Reproduce the items from the line with "task: provide the mask of every instance of the green vegetation" up to and including the line with "307), (400, 303)]", requests included, multiplying every outline coordinate by 1.9 and rounding to whole numbers with halves rounded up. Leave the numbers in the requests and their format samples unchanged.

'''

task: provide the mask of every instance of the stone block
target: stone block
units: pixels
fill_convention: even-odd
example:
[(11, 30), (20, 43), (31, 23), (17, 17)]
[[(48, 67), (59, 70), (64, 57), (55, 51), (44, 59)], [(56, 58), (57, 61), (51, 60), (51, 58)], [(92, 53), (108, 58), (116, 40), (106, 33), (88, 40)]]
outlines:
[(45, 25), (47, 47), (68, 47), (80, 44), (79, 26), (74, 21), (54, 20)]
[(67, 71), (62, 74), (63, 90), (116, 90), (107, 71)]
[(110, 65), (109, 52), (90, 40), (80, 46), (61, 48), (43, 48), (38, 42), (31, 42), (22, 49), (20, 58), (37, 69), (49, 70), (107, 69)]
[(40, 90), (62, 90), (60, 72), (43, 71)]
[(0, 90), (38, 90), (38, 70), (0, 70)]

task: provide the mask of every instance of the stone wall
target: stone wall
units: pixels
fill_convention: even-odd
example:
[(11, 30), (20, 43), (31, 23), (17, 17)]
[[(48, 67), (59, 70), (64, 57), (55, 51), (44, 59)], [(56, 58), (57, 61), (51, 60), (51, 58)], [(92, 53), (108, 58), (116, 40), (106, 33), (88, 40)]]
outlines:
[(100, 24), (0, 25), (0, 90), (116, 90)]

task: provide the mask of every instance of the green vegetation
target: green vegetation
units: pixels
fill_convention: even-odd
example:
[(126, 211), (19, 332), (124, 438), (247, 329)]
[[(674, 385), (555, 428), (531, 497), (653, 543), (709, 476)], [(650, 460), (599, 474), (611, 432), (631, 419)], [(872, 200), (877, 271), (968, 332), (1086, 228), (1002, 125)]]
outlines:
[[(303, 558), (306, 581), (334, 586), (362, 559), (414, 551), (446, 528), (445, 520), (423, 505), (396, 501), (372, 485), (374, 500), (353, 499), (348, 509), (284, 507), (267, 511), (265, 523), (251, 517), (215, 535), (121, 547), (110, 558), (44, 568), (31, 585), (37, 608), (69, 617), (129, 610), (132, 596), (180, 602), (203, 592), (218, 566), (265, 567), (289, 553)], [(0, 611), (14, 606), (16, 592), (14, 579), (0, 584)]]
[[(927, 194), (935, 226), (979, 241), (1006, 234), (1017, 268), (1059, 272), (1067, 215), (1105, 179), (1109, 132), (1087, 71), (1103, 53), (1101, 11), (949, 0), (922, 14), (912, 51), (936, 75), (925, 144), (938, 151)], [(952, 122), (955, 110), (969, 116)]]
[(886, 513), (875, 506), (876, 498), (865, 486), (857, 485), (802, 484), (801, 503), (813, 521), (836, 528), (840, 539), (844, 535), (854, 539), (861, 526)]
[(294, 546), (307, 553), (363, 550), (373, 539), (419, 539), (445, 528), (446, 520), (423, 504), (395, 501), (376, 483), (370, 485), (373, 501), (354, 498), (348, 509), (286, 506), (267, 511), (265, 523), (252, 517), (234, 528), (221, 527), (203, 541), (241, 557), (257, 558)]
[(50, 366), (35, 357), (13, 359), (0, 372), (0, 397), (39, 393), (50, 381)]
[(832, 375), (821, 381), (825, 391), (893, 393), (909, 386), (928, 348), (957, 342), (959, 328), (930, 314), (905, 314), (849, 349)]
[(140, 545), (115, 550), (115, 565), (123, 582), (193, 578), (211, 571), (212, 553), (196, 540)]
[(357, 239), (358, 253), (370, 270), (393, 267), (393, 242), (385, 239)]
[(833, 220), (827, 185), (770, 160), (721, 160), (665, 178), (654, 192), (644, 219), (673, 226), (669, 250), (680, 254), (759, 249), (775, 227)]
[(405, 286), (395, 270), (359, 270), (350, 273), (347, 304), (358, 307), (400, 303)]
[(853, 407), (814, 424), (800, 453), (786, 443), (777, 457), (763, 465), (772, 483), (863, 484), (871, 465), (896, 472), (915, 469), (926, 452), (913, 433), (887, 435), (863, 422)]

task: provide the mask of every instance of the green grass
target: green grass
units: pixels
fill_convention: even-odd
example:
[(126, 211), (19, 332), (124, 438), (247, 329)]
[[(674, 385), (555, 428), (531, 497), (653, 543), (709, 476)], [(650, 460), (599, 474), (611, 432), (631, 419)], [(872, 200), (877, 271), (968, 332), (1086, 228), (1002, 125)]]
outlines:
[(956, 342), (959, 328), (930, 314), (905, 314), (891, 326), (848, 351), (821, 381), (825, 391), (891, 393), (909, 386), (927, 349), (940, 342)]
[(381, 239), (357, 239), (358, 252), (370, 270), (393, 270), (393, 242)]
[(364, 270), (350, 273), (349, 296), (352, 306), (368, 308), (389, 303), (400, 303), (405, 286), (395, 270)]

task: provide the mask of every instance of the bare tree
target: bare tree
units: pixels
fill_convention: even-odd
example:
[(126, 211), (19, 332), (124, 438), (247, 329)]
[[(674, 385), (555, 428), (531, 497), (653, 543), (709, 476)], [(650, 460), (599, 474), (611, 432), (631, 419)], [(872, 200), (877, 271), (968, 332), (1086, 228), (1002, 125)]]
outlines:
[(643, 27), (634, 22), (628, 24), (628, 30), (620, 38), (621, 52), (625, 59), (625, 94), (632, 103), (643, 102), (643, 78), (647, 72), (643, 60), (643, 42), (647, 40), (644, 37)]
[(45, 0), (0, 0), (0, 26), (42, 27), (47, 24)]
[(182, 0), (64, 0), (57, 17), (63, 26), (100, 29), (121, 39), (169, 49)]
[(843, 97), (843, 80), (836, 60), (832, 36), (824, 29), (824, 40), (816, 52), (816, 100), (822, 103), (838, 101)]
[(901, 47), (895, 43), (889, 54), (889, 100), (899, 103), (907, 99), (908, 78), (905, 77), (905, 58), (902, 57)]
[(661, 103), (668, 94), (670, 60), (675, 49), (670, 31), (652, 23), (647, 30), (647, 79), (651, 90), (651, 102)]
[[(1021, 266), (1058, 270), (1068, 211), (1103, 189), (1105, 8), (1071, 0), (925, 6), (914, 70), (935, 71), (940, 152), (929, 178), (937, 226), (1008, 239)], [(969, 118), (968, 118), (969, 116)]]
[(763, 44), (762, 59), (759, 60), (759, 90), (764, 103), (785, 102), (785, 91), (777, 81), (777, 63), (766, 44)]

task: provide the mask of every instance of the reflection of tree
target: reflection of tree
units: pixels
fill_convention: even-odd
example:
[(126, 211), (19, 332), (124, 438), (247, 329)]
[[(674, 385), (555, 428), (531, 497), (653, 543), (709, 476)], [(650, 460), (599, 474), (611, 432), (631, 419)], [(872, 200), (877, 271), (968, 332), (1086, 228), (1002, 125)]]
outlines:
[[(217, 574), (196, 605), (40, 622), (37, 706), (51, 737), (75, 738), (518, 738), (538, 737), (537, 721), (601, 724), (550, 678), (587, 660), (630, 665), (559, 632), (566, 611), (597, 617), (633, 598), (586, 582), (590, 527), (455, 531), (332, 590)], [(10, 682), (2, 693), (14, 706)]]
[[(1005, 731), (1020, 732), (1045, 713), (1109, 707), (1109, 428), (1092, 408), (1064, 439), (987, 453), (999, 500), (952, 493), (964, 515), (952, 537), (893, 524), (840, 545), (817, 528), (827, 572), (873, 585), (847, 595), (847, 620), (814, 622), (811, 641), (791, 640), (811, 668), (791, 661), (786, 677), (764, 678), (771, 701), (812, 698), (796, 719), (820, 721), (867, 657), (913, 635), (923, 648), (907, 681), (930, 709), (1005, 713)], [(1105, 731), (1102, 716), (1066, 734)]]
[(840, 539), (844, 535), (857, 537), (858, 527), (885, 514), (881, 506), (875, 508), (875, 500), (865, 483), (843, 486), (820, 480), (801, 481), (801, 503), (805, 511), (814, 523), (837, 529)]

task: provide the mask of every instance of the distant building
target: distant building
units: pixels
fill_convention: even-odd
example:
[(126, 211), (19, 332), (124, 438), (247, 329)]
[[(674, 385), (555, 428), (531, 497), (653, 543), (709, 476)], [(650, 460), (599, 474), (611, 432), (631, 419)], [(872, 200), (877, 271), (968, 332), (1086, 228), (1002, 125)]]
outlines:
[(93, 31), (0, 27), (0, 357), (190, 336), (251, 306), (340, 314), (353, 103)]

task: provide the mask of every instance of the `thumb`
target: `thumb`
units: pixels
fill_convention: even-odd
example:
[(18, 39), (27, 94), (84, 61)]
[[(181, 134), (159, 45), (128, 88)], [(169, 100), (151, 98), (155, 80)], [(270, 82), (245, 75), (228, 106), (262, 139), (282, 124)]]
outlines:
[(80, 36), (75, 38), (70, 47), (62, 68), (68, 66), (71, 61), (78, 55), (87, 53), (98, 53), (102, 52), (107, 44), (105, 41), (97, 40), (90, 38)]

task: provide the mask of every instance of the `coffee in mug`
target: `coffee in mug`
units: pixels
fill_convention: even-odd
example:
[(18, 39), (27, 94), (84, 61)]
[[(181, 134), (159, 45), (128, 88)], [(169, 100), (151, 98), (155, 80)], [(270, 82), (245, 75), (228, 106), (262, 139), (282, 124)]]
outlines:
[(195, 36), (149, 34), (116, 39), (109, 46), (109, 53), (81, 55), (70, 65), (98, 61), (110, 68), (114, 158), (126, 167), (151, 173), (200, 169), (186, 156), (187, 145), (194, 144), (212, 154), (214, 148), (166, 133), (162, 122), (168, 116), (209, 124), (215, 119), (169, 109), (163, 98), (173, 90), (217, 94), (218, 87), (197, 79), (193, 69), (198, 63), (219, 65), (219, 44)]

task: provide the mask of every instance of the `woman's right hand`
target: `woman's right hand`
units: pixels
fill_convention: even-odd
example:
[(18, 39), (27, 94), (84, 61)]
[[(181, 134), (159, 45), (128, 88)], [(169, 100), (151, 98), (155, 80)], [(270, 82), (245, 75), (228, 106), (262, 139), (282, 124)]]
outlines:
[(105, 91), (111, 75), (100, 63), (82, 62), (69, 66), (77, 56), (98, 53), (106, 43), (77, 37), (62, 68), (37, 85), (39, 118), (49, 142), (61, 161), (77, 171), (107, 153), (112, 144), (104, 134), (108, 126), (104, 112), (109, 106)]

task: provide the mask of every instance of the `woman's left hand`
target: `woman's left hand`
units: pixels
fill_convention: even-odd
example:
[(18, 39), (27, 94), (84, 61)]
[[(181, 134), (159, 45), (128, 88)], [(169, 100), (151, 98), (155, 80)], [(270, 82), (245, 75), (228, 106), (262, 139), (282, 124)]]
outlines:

'''

### Answer to the exercise
task: provide the mask of every instance of the green vegetation
target: green vegetation
units: pixels
fill_convention: even-odd
example:
[(126, 211), (19, 332), (124, 438), (247, 329)]
[[(674, 385), (555, 428), (531, 497), (653, 543), (709, 476)], [(650, 460), (599, 474), (611, 432), (631, 419)], [(872, 200), (877, 271), (968, 332), (1086, 228), (1002, 125)]]
outlines:
[[(576, 1060), (581, 1104), (635, 1113), (688, 1062), (787, 1047), (847, 1003), (846, 988), (804, 960), (752, 952), (707, 922), (711, 950), (671, 948), (661, 967), (540, 963), (507, 971), (504, 994), (477, 982), (409, 1017), (230, 1039), (209, 1060), (84, 1079), (59, 1112), (70, 1155), (131, 1172), (245, 1159), (251, 1132), (342, 1144), (386, 1125), (414, 1075), (504, 1077), (549, 1051)], [(0, 1161), (27, 1151), (30, 1125), (27, 1100), (0, 1110)]]
[[(1761, 369), (1777, 429), (1860, 458), (1911, 445), (1932, 509), (2012, 517), (2027, 409), (2100, 340), (2107, 251), (2065, 135), (2096, 101), (2092, 21), (1803, 0), (1752, 27), (1733, 97), (1778, 143), (1758, 274), (1782, 287)], [(1809, 232), (1815, 209), (1841, 220)]]
[(1683, 975), (1663, 961), (1664, 946), (1644, 923), (1628, 922), (1524, 920), (1522, 956), (1545, 990), (1588, 1003), (1596, 1024), (1604, 1017), (1623, 1024), (1636, 999)]
[(559, 1037), (583, 1051), (690, 1045), (709, 1024), (796, 1024), (846, 1003), (847, 988), (804, 958), (751, 952), (714, 918), (703, 922), (709, 952), (673, 946), (661, 967), (543, 961), (507, 971), (504, 994), (479, 982), (445, 1003), (420, 1001), (386, 1028), (458, 1058), (488, 1060)]
[(95, 695), (67, 678), (25, 682), (0, 707), (0, 754), (74, 747), (95, 724)]
[(1581, 713), (1560, 724), (1568, 743), (1697, 747), (1727, 733), (1763, 661), (1818, 650), (1822, 623), (1767, 597), (1720, 597), (1613, 663)]
[(266, 1036), (219, 1045), (219, 1074), (234, 1106), (367, 1098), (401, 1085), (403, 1051), (372, 1026)]
[(678, 454), (680, 481), (703, 513), (747, 507), (747, 460), (732, 454)]
[(1583, 418), (1571, 352), (1463, 304), (1370, 304), (1264, 338), (1243, 365), (1224, 416), (1279, 429), (1271, 475), (1292, 483), (1442, 473), (1473, 431)]
[(770, 543), (751, 513), (682, 513), (665, 519), (659, 578), (680, 583), (760, 576)]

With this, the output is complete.